→ Excerpts from a dataset on pointing at objects
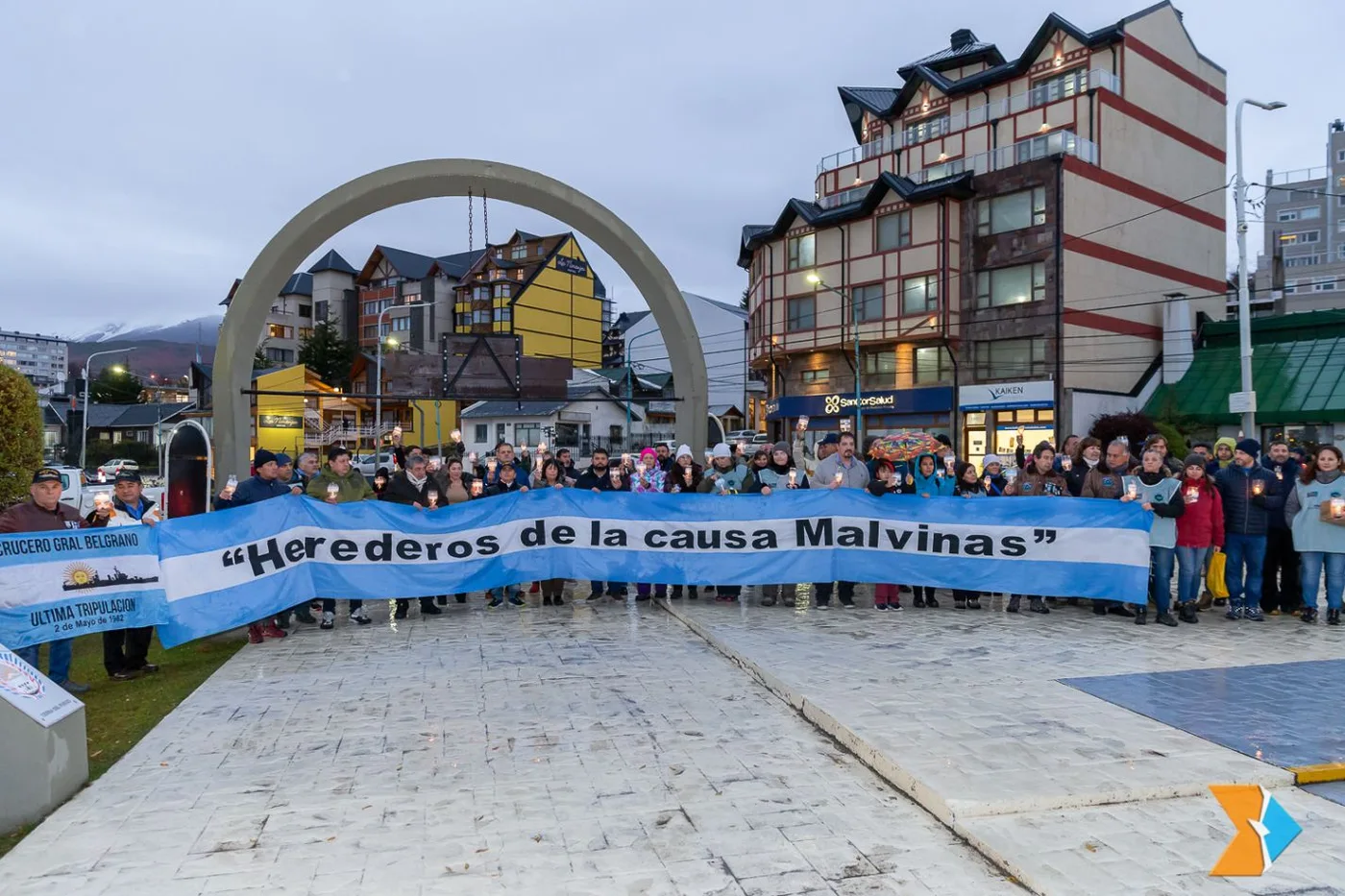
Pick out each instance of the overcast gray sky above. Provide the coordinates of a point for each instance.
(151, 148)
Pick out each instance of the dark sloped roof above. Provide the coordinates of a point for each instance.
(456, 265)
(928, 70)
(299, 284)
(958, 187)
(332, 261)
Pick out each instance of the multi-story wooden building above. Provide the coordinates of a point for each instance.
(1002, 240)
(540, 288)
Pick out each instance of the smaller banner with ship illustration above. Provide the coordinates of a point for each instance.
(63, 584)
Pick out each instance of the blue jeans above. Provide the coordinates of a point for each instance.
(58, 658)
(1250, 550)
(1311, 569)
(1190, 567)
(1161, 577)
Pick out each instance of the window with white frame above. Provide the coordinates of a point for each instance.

--

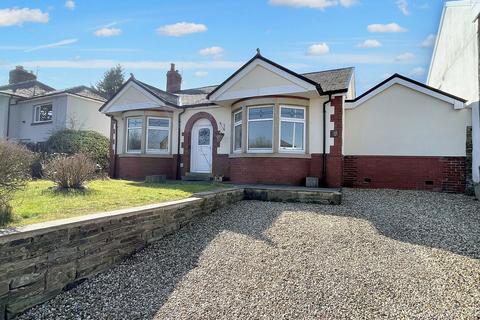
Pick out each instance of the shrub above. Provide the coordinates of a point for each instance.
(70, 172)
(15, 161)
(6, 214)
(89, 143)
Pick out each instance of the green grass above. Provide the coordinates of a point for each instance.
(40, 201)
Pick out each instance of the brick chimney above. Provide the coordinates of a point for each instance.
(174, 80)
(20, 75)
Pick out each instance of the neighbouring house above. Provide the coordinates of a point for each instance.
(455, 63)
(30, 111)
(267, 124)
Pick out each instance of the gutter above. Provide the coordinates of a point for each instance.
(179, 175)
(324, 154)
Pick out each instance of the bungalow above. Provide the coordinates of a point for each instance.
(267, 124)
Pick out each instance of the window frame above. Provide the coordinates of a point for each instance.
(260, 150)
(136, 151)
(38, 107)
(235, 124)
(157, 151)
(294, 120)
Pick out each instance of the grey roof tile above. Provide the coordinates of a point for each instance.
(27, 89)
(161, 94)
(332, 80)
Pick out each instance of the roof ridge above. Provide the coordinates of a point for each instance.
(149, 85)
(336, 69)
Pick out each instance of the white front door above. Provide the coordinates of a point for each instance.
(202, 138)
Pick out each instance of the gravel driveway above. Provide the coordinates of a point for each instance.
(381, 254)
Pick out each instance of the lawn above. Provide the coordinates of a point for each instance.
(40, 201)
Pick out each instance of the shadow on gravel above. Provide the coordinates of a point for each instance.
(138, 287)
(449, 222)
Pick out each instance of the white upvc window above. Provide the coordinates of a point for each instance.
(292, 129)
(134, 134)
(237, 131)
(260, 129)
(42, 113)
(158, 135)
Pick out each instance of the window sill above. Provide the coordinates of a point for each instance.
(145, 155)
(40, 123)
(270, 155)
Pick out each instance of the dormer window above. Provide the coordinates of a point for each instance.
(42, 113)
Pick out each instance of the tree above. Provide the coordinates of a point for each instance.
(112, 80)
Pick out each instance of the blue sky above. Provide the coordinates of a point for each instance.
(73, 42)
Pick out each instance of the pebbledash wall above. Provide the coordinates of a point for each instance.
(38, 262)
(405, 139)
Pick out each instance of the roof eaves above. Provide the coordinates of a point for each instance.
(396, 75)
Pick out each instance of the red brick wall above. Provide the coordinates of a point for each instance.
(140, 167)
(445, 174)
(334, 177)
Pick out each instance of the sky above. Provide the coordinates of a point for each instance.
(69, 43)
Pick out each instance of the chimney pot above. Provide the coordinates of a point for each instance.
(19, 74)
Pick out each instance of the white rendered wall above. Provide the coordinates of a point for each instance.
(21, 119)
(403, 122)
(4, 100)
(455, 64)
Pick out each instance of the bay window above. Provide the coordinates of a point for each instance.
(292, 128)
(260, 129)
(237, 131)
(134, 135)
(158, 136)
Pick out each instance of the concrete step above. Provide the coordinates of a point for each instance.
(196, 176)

* * *

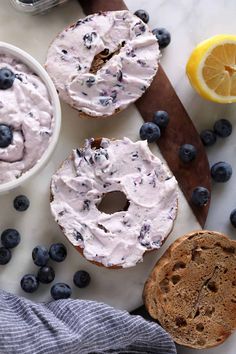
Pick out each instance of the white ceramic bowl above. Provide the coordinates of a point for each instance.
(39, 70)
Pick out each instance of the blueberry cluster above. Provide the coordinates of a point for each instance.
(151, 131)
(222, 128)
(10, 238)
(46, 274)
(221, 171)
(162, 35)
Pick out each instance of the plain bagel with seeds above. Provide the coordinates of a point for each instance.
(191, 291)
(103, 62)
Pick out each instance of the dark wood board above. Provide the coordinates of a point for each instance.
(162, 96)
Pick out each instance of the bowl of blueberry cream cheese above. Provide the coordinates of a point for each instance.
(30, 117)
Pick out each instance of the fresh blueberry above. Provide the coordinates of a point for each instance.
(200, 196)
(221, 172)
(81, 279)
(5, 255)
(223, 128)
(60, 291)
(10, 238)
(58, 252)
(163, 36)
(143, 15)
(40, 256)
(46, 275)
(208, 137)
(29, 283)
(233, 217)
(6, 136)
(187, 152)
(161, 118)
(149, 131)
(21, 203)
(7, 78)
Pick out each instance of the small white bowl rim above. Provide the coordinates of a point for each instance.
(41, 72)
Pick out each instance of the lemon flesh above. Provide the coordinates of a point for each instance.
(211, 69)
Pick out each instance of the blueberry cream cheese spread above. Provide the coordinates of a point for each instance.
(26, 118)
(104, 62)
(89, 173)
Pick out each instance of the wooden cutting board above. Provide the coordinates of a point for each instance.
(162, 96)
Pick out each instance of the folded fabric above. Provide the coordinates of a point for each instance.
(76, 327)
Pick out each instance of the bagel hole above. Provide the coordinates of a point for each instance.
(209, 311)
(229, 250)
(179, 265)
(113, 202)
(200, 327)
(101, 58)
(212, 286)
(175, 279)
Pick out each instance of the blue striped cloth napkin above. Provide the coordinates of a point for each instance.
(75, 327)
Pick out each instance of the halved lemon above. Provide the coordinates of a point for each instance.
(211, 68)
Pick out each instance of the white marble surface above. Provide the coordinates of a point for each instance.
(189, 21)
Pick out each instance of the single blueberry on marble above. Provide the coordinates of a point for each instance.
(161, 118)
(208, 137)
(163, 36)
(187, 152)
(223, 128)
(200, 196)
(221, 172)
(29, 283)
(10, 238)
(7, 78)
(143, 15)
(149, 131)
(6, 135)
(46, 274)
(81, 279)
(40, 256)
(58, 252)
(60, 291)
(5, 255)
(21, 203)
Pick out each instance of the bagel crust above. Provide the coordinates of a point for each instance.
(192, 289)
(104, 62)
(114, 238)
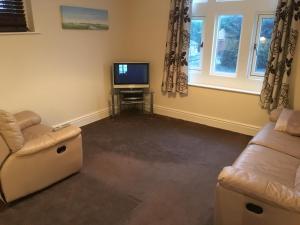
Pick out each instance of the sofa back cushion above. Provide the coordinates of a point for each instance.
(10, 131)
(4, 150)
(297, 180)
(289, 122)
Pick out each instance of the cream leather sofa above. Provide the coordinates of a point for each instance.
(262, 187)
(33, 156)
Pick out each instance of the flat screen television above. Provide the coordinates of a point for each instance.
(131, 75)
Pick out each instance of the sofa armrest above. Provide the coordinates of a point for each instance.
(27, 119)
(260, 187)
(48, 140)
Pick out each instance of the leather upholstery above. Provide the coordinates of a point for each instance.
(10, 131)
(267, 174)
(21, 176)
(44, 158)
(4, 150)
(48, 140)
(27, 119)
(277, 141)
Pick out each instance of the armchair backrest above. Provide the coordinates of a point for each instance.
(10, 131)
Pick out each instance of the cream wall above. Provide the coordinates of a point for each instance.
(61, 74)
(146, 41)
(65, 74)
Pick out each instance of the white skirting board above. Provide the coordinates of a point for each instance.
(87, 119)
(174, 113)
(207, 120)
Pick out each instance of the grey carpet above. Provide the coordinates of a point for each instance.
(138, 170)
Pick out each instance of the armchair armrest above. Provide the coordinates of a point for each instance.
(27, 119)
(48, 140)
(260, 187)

→ Short task
List every line in the records above that contains the word "gravel", and copy each of those lines in full.

→ Solved exercise
Pick out each instance of the gravel driveway above. Provide the coordinates of a point for each instance.
Pick out each instance of the shadow on gravel above. Provide the coordinates of a point for each instance.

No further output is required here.